TO DO:
a) Answer these questions using the judgment excerpt on Nedbank's case:
(i) Which respondent is the only one opposing the application?
(ii) Under which section of the NCA does Ms Pule say she found no proof of compliance?
(iii) Why do Nedbank's attorneys no longer have the relevant documents?
b) Translate this sentence from the judgment excerpt on Nedbank's case into Spanish: "To recap, Nedbank is the only respondent opposing this application."

DOCUMENT SEGMENT:

==*==

First Respondent’s (i.e. Nedbank’s) case

[15]     To recap, Nedbank is the only respondent opposing this application. Nedbank sought to address the various grounds for relief raised by Ms Pule. But I cannot blame Nedbank. Ms Pule – with respect - has raised all possible grounds under the circumstances. With respect, some of these grounds are obviously farfetched. I deal with Nedbank’s responses to Ms Pule’s grounds for relief, next.

 

[16]     Ms Pule alleges that she could not find proof of compliance with the requirements of section 129(1) of the NCA in the default judgment documents. Nedbank’s response is that it has no reason to believe that its erstwhile attorneys did not comply with the requirements of the NCA. Due to the lapse in time its attorneys no longer have the relevant documents. But it is Ms Pule who made the allegation of non-compliance and thus she is the one to established it as a fact. Nedbank also mentions that the Registrar of this Court would not have granted default judgment without being satisfied of compliance with section 129(1) of the NCA. This, in my view, is very logical.

==*==

MATERIAL:
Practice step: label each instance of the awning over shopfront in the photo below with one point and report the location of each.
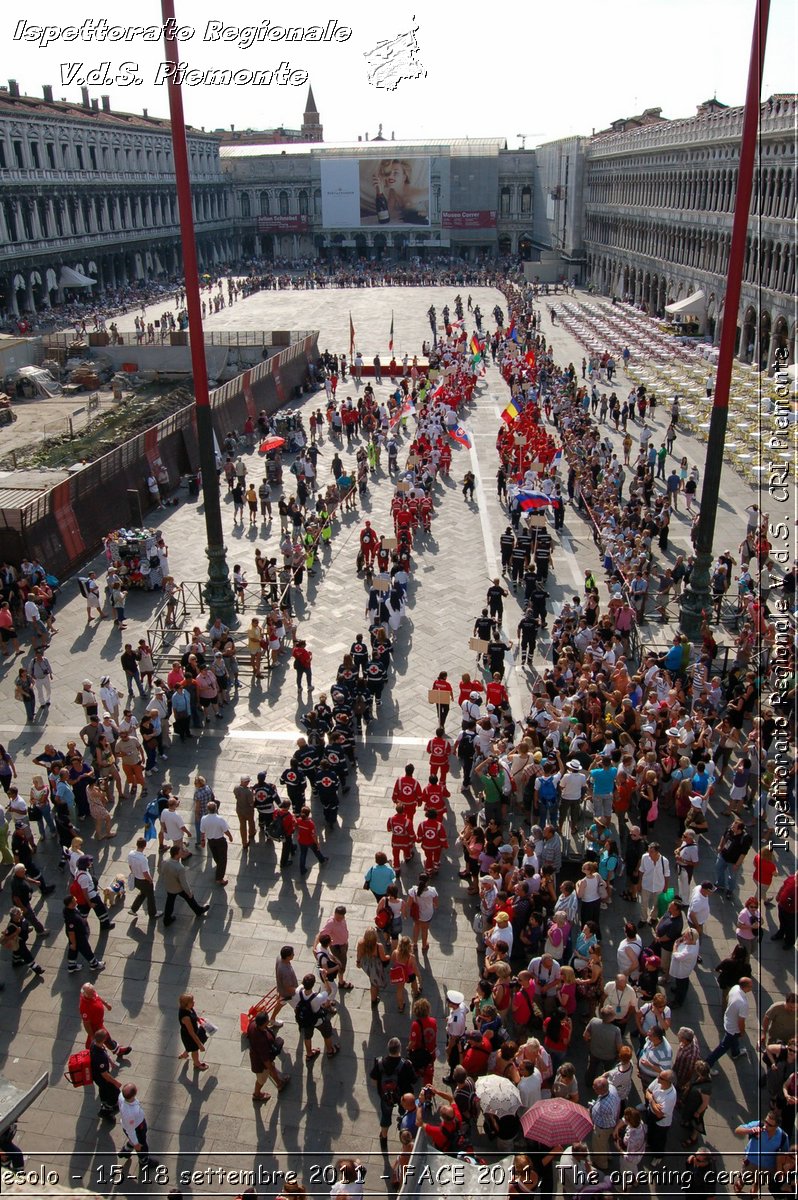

==*==

TASK ANSWERS:
a)
(i) Nedbank
(ii) Section 129(1)
(iii) Due to the lapse in time

b) En resumen, Nedbank es el único demandado que se opone a esta solicitud.